» **Goal of the exercise**
Set out each line of the listing below as a Markdown table with two columns, Row and Line, numbering the rows from one. Omit blank lines and pictures.

» **Given information**
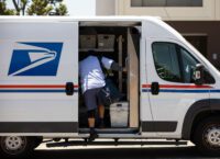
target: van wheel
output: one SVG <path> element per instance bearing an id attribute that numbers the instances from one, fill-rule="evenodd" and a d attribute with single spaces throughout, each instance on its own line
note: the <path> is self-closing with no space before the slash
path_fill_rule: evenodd
<path id="1" fill-rule="evenodd" d="M 204 155 L 220 155 L 220 117 L 209 117 L 196 128 L 194 141 Z"/>
<path id="2" fill-rule="evenodd" d="M 0 151 L 4 157 L 18 158 L 31 155 L 34 139 L 24 136 L 7 136 L 0 138 Z"/>

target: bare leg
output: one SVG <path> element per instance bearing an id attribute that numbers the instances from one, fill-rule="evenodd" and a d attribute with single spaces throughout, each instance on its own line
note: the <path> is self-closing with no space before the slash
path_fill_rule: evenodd
<path id="1" fill-rule="evenodd" d="M 99 118 L 100 118 L 99 128 L 105 128 L 103 117 L 105 117 L 105 106 L 99 105 Z"/>
<path id="2" fill-rule="evenodd" d="M 99 105 L 99 117 L 101 120 L 103 120 L 105 116 L 105 106 L 103 105 Z"/>
<path id="3" fill-rule="evenodd" d="M 88 124 L 89 124 L 89 128 L 95 127 L 95 118 L 94 117 L 89 117 L 88 118 Z"/>

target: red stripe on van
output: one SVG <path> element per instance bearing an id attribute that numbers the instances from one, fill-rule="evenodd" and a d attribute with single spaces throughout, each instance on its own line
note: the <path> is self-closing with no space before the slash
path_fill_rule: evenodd
<path id="1" fill-rule="evenodd" d="M 151 84 L 142 84 L 142 88 L 151 88 Z M 210 89 L 210 86 L 170 86 L 160 84 L 160 88 L 164 89 Z"/>

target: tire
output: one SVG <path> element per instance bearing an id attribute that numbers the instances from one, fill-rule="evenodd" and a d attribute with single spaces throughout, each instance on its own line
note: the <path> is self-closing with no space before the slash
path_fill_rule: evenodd
<path id="1" fill-rule="evenodd" d="M 220 117 L 204 120 L 194 134 L 197 149 L 208 156 L 220 156 Z"/>
<path id="2" fill-rule="evenodd" d="M 0 138 L 0 151 L 6 158 L 25 158 L 33 152 L 33 137 L 6 136 Z"/>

» **Response below**
| Row | Line |
|---|---|
| 1 | target: van wheel |
| 2 | output: one SVG <path> element per instance bearing an id attribute that numbers the instances from one, fill-rule="evenodd" and a d attribute with single spaces throughout, each instance on its own line |
| 3 | note: the <path> is self-closing with no space before the slash |
| 4 | path_fill_rule: evenodd |
| 5 | <path id="1" fill-rule="evenodd" d="M 204 155 L 220 155 L 220 117 L 209 117 L 196 128 L 194 141 Z"/> |
| 6 | <path id="2" fill-rule="evenodd" d="M 0 151 L 4 157 L 18 158 L 31 155 L 34 139 L 24 136 L 7 136 L 0 138 Z"/> |
| 7 | target: bare leg |
| 8 | output: one SVG <path> element per instance bearing an id attribute that numbers the instances from one, fill-rule="evenodd" and a d attribute with single spaces throughout, each instance on its own line |
| 9 | note: the <path> is self-closing with no space before the slash |
| 10 | path_fill_rule: evenodd |
| 11 | <path id="1" fill-rule="evenodd" d="M 99 118 L 100 118 L 99 128 L 105 128 L 103 117 L 105 117 L 105 106 L 99 105 Z"/> |
| 12 | <path id="2" fill-rule="evenodd" d="M 99 105 L 99 117 L 101 120 L 103 120 L 105 116 L 105 106 L 103 105 Z"/> |
| 13 | <path id="3" fill-rule="evenodd" d="M 88 124 L 89 124 L 89 128 L 95 127 L 95 118 L 94 117 L 89 117 L 88 118 Z"/> |
| 14 | target: red stripe on van |
| 15 | output: one SVG <path> element per instance bearing an id attribute that numbers the instances from one, fill-rule="evenodd" and a d attribute with single spaces throughout, each instance on its own line |
| 16 | note: the <path> is self-closing with no space before the slash |
| 17 | path_fill_rule: evenodd |
| 18 | <path id="1" fill-rule="evenodd" d="M 151 84 L 142 84 L 142 88 L 151 88 Z M 210 89 L 210 86 L 170 86 L 160 84 L 160 88 L 164 89 Z"/> |
| 19 | target: tire |
| 20 | output: one SVG <path> element per instance bearing an id attribute that numbers the instances from one, fill-rule="evenodd" and a d attribute with single spaces throughout, each instance on its own line |
| 21 | note: the <path> is self-closing with no space before the slash |
| 22 | path_fill_rule: evenodd |
| 23 | <path id="1" fill-rule="evenodd" d="M 220 117 L 204 120 L 194 134 L 197 149 L 208 156 L 220 156 Z"/> |
| 24 | <path id="2" fill-rule="evenodd" d="M 0 138 L 0 151 L 6 158 L 25 158 L 33 152 L 33 137 L 6 136 Z"/> |